▶ [Task instructions]: Gather every line in the records that contains the word "tree".

>> BEGIN Material supplied

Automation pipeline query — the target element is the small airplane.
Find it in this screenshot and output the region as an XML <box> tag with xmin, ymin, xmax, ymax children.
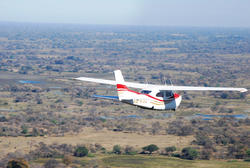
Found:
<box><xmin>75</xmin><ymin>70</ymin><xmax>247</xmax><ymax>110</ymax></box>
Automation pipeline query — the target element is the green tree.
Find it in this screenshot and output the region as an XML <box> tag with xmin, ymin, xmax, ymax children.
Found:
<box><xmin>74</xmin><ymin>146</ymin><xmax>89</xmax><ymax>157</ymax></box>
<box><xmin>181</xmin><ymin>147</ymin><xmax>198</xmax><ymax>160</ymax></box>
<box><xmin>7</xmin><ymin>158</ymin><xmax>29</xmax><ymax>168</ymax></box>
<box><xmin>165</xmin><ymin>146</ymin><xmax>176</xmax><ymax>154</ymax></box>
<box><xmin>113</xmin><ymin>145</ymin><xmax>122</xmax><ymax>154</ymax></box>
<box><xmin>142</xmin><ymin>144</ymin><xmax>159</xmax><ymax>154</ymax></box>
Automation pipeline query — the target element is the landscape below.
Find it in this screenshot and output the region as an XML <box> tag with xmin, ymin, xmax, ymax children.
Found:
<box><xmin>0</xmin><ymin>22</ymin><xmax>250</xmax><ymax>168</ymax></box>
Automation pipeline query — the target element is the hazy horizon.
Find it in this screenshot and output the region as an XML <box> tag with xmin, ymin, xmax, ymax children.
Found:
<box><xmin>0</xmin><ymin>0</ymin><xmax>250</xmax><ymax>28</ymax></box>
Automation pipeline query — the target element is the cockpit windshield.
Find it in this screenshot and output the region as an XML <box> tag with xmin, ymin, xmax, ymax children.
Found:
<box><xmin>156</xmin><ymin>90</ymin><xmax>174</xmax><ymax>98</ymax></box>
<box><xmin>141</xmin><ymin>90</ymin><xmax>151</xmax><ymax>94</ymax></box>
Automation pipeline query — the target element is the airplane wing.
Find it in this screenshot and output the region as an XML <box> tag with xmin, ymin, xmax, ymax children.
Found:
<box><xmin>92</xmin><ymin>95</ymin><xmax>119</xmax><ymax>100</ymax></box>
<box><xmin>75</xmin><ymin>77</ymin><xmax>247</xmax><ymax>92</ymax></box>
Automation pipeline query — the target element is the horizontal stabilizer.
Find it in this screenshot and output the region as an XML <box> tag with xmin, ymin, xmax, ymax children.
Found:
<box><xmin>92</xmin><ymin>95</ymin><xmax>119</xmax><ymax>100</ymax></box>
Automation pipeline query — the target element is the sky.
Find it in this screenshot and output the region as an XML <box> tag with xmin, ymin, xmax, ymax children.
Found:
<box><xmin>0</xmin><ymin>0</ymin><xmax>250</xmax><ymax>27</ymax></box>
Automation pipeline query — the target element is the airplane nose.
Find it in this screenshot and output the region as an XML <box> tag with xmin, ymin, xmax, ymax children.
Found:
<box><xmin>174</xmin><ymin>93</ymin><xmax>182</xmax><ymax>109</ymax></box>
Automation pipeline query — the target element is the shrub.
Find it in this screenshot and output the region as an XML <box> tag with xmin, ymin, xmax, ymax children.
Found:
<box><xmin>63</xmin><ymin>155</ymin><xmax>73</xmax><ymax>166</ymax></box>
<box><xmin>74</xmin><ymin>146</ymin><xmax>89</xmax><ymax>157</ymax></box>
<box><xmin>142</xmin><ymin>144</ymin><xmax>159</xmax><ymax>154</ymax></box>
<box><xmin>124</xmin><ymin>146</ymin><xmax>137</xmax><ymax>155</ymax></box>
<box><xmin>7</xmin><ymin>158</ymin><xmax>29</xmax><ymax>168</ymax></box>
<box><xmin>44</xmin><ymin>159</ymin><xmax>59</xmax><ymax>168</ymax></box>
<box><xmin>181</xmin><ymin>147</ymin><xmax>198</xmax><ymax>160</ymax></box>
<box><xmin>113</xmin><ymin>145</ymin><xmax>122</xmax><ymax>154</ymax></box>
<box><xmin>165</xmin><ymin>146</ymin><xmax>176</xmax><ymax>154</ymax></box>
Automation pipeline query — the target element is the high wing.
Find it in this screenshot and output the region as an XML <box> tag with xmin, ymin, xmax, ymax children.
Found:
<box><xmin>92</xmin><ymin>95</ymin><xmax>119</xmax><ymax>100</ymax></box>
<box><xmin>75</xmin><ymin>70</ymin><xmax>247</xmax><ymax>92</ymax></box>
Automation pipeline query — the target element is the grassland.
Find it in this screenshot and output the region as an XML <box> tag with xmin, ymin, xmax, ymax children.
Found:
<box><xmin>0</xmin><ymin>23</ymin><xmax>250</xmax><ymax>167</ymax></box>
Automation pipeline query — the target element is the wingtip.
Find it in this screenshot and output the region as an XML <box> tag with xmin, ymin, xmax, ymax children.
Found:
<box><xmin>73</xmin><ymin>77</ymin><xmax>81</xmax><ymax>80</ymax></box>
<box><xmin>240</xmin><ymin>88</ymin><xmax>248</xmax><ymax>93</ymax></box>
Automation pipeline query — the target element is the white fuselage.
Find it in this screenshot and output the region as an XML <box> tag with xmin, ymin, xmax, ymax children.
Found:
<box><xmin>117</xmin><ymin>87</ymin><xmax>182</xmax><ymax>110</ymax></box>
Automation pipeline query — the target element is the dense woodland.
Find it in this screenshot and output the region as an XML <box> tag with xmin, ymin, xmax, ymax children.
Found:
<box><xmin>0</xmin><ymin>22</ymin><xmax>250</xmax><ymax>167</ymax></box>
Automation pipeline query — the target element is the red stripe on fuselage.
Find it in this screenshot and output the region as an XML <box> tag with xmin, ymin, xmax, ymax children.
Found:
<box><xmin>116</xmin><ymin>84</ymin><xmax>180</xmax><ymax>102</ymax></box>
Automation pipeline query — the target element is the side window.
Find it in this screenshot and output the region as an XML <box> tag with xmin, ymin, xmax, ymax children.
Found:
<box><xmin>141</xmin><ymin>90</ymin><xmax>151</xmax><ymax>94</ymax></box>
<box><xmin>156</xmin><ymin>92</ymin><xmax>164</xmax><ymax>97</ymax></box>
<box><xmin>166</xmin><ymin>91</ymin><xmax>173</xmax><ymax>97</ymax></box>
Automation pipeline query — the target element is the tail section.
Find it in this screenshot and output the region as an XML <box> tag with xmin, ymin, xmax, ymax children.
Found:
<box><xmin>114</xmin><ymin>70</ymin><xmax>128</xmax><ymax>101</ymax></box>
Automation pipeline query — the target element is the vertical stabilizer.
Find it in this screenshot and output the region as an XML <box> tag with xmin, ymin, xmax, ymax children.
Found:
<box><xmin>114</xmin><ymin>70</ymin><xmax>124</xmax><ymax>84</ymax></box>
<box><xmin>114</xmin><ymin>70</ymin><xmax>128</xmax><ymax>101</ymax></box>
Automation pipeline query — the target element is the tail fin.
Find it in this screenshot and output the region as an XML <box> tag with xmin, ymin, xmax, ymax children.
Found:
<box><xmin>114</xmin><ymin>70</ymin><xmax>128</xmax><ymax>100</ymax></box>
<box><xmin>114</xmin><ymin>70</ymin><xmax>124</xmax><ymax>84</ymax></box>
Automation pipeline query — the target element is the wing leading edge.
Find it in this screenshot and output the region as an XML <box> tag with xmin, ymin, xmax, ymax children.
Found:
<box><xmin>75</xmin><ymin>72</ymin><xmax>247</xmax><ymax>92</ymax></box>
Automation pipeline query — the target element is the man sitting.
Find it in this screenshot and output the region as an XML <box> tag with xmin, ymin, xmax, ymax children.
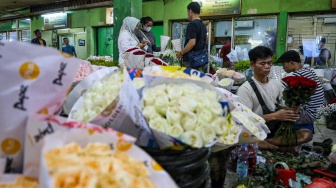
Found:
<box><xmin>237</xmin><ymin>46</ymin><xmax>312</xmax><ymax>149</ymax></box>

>> END Material supplied
>> BEGIN Material supplied

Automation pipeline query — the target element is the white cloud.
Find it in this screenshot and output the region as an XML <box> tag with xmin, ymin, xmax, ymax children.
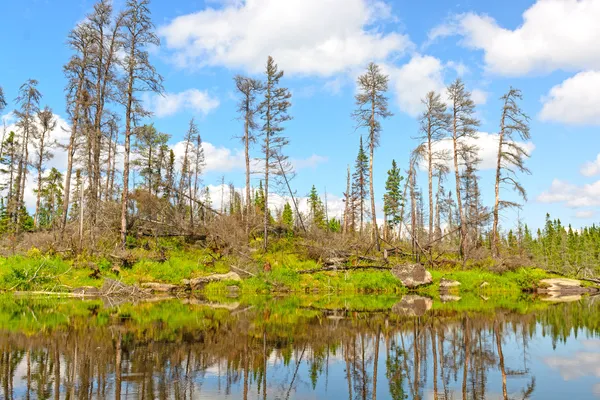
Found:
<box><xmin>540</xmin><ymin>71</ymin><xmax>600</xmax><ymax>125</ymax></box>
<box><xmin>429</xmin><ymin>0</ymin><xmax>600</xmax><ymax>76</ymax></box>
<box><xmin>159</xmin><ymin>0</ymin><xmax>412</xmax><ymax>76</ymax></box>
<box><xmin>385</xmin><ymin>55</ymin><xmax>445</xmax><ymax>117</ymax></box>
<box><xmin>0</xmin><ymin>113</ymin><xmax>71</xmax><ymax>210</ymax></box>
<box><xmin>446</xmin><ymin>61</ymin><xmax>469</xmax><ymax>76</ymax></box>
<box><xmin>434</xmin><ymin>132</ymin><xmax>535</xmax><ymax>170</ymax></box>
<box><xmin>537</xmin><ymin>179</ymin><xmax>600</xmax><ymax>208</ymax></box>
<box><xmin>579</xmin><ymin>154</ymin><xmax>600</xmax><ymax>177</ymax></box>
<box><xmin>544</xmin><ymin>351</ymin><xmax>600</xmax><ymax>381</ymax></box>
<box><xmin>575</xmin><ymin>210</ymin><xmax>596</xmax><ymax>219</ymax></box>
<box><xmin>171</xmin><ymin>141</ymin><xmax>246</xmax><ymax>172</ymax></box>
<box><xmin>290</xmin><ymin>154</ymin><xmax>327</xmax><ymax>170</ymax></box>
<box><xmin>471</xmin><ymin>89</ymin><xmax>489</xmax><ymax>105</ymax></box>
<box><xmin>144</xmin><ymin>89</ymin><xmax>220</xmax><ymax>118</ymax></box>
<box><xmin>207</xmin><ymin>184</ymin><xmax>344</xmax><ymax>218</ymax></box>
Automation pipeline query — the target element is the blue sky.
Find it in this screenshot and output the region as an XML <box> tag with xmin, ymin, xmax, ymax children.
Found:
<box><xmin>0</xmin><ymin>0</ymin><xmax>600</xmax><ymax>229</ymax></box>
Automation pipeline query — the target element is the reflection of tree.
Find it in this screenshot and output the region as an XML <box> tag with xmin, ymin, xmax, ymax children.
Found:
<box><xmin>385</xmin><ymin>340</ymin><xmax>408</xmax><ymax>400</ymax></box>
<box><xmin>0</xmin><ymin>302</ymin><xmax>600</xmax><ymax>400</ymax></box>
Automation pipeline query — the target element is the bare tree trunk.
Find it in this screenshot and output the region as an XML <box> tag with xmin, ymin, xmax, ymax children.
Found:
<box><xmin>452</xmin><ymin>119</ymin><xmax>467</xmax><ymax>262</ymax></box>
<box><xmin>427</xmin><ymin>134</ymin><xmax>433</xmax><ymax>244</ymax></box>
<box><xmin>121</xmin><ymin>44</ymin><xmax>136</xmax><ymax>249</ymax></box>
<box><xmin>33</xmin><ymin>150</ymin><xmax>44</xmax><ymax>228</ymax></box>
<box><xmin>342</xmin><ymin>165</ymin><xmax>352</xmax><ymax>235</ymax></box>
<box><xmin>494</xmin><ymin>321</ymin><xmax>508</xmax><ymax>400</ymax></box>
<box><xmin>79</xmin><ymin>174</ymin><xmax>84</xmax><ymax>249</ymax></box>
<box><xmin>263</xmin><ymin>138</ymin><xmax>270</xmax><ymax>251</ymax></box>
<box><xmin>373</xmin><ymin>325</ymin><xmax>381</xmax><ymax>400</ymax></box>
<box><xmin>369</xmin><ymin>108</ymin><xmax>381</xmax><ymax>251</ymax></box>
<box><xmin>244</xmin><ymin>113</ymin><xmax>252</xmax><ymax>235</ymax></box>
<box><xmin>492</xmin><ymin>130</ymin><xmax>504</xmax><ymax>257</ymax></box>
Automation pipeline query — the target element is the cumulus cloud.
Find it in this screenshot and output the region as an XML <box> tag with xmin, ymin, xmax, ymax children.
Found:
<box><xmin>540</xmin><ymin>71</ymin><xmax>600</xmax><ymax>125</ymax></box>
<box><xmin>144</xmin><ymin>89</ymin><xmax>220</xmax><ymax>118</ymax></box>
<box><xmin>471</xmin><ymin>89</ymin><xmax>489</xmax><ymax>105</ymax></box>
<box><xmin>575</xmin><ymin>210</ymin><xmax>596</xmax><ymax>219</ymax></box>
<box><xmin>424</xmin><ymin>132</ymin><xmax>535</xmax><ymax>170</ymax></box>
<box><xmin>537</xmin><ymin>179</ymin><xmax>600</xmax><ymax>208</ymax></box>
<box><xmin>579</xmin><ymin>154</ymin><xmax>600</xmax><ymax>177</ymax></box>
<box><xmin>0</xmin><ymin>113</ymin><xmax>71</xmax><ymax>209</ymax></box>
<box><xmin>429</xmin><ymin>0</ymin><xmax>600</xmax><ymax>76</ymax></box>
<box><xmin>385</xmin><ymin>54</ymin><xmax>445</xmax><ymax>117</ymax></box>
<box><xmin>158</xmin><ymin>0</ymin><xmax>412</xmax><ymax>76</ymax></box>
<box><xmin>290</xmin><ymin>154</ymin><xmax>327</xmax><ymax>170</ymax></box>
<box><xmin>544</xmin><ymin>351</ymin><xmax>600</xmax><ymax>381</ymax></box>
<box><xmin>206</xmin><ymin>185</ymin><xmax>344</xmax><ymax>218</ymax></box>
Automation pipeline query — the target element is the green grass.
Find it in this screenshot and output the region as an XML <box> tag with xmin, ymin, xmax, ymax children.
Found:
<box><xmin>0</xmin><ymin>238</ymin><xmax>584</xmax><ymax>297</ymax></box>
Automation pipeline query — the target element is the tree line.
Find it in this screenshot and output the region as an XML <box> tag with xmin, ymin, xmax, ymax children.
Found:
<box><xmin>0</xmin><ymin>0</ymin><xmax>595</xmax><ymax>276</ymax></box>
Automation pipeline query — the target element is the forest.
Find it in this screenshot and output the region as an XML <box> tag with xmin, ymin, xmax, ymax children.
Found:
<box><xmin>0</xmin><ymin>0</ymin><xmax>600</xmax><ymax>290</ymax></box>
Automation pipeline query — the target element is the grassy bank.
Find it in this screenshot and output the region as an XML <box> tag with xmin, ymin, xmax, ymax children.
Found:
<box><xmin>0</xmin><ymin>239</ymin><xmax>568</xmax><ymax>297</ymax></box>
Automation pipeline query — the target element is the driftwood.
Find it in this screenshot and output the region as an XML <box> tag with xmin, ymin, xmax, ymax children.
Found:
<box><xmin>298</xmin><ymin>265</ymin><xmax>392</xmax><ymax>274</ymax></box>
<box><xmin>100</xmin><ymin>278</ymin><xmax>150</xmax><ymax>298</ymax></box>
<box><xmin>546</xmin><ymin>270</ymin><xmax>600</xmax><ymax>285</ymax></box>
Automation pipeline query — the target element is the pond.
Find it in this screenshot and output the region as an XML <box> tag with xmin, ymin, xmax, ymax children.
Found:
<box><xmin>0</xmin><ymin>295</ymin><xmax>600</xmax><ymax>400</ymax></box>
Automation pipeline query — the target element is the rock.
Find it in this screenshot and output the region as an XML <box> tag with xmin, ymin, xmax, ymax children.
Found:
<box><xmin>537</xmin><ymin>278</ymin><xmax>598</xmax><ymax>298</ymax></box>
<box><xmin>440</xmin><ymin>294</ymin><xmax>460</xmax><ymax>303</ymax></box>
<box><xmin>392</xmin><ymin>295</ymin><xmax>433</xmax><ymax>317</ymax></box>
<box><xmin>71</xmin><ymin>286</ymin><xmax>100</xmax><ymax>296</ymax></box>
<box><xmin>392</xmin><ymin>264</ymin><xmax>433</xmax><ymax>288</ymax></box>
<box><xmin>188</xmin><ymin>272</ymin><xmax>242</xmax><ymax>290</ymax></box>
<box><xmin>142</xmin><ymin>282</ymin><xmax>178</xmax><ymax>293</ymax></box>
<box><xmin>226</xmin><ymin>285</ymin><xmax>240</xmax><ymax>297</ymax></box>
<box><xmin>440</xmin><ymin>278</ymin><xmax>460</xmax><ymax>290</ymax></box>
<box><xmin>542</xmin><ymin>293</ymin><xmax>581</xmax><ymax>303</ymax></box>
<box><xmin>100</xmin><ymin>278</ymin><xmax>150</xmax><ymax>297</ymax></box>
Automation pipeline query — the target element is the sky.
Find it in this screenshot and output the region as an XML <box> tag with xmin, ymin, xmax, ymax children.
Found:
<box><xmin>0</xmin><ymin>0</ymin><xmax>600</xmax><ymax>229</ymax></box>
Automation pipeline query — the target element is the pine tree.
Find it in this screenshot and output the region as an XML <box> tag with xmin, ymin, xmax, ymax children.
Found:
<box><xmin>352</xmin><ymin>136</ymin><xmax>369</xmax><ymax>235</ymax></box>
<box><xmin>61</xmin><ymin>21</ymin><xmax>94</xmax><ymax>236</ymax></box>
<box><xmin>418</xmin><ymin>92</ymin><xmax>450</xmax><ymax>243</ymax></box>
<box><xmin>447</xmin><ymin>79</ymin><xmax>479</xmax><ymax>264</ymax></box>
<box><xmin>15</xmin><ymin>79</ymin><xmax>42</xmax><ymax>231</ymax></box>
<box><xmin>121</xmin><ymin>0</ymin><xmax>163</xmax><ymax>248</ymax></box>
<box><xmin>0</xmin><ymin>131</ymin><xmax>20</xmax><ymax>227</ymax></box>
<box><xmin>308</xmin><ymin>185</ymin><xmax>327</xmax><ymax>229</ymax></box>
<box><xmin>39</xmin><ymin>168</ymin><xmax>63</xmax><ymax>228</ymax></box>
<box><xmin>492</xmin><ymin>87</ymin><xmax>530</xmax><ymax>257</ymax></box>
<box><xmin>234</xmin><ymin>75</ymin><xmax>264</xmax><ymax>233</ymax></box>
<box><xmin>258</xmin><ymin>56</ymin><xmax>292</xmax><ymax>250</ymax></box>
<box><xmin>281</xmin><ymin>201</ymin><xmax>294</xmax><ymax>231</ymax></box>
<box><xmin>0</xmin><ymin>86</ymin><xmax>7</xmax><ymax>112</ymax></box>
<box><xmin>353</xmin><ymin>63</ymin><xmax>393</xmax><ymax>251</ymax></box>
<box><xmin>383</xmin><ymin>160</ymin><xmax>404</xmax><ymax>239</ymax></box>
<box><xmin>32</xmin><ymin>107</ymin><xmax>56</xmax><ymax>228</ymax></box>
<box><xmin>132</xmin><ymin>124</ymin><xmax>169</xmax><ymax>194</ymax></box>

>> END Material supplied

▶ [Response]:
Automation pipeline query — the target element is the green tree.
Automation pipeline query — the target element is the reflection of tree.
Automation pipeline query — the target element is the bare tree trunk.
Automation pipeline query — the target element is the tree line.
Automation pipeline query — the target element is the pine tree.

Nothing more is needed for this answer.